━━━━━ Fragmento del documento ━━━━━

Dios ha vencido. El amor ha vencido. Ha vencido la vida. Se ha puesto de manifiesto que el amor es más fuerte que la muerte, que Dios tiene la verdadera fuerza, y su fuerza es bondad y amor.(Benedicto XVI)

La Asunción de nuestra Madre al cielo nos manifiesta que en el reino de los cielos, en la contemplación de la gloria de Dios, también hay lugar para el cuerpo. Ya no es para nosotros una realidad lejana y desconocida. En el cielo tenemos una madre, que es Madre de Dios y Madre nuestra. Y cuando el Señor la hizo madre nuestra, al decir al discípulo (Juan, 19, 27): “«Ahí tienes a tu madre.» Y desde aquella hora el discípulo la acogió en su casa.”, de modo implícito está anunciando que es propio del Hijo acoger a su Madre del cielo, así como de la Madre es propio de la Madre permanecer con los hijos en «casa». Y el Señor abrió las puertas del cielo para los hijos del Padre y los hijos de María con su Ascensión gloriosa.

«Deseo conducirlos a todos al Cielo con Dios.»

El Señor, en la víspera de su Pasión, al despedirse de los suyos, dijo: “Voy a prepararos una morada en la gran casa del Padre. Porque en la casa de mi Padre hay muchas moradas” (cf. Jn 14, 2). María, al decir: “He aquí la esclava del Señor; hágase en mí según tu palabra”, preparó aquí en la tierra la morada para Dios; con cuerpo y alma se transformó en su morada, y así abrió la tierra al cielo.

San Agustín dice: “Antes de concebir al Señor en su cuerpo, ya lo había concebido en su alma”. Había dado al Señor el espacio de su alma y así se convirtió realmente en el verdadero Templo donde Dios se encarnó, donde Dios se hizo presente en esta tierra.

━━━━━

En el fragmento sobre la Asunción de María, ¿qué dice San Agustín que María ya había hecho antes de concebir al Señor en su cuerpo? Las filas no hacen falta para este ejercicio.

━━━━━ Datos sin procesar ━━━━━

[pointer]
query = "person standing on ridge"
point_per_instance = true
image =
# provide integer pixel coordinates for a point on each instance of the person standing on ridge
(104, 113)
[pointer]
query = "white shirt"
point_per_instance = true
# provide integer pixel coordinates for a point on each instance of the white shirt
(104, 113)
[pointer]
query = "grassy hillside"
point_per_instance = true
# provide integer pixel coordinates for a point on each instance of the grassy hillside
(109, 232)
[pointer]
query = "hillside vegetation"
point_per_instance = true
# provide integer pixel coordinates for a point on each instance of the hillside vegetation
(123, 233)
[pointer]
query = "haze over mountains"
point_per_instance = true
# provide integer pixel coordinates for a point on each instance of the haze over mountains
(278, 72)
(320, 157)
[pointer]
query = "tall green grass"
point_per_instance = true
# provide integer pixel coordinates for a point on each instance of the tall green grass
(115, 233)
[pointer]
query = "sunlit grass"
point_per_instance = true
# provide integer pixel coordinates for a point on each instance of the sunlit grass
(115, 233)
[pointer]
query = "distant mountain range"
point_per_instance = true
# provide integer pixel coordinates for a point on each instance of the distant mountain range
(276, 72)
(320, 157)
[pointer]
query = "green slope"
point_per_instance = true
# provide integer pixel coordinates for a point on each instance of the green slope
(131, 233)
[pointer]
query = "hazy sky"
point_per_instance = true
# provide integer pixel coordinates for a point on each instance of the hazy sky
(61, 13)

━━━━━

- **Resultado del ejercicio**
Ya lo había concebido en su alma.